— BEGIN —

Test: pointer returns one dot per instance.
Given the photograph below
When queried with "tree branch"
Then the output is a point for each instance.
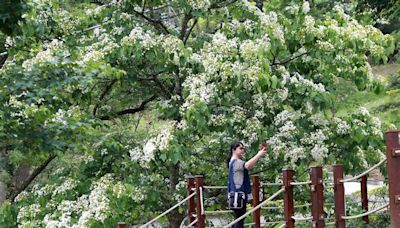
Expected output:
(218, 5)
(141, 107)
(32, 177)
(283, 62)
(190, 31)
(105, 92)
(3, 58)
(157, 23)
(184, 27)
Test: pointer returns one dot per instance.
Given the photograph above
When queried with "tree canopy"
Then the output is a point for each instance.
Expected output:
(80, 75)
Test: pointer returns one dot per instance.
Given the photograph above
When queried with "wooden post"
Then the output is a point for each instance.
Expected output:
(317, 197)
(201, 217)
(288, 203)
(393, 167)
(364, 196)
(256, 200)
(191, 205)
(338, 188)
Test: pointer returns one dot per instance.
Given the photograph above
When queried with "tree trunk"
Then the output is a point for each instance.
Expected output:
(2, 193)
(174, 217)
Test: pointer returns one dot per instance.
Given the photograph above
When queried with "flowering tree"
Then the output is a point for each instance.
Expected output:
(214, 71)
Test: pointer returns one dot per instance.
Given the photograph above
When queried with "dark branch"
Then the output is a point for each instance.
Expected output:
(154, 77)
(283, 62)
(156, 23)
(184, 27)
(105, 92)
(32, 177)
(190, 31)
(3, 58)
(140, 108)
(218, 5)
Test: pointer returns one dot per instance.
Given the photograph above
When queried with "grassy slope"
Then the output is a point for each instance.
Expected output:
(386, 105)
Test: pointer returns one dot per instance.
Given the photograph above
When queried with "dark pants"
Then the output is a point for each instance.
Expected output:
(238, 213)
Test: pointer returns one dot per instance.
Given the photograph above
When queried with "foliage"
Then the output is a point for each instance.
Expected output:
(214, 71)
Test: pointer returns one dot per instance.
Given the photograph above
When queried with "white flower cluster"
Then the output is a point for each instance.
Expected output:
(199, 88)
(62, 116)
(93, 206)
(47, 56)
(26, 213)
(160, 142)
(146, 38)
(298, 80)
(68, 184)
(105, 44)
(342, 127)
(200, 4)
(306, 7)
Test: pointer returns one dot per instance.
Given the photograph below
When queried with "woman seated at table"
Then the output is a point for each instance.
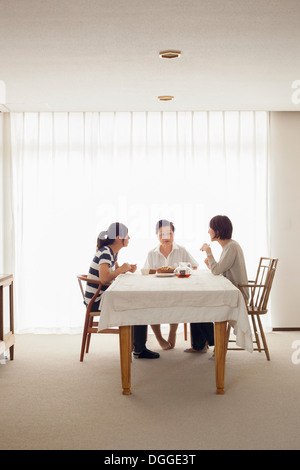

— END —

Find every line in the data above that contains the string "with" and copy each of those lines. Treat uppercase and lowercase letters as different.

When queried with "tree branch"
When queried with "tree canopy"
When queried with "wooden post"
When queried with "tree trunk"
When queried with "flowering tree"
When queried with "dark branch"
When queried with "grassy slope"
When queried with "dark pants"
When queried with "foliage"
When queried with "white flower cluster"
When queried with "woman seated at table"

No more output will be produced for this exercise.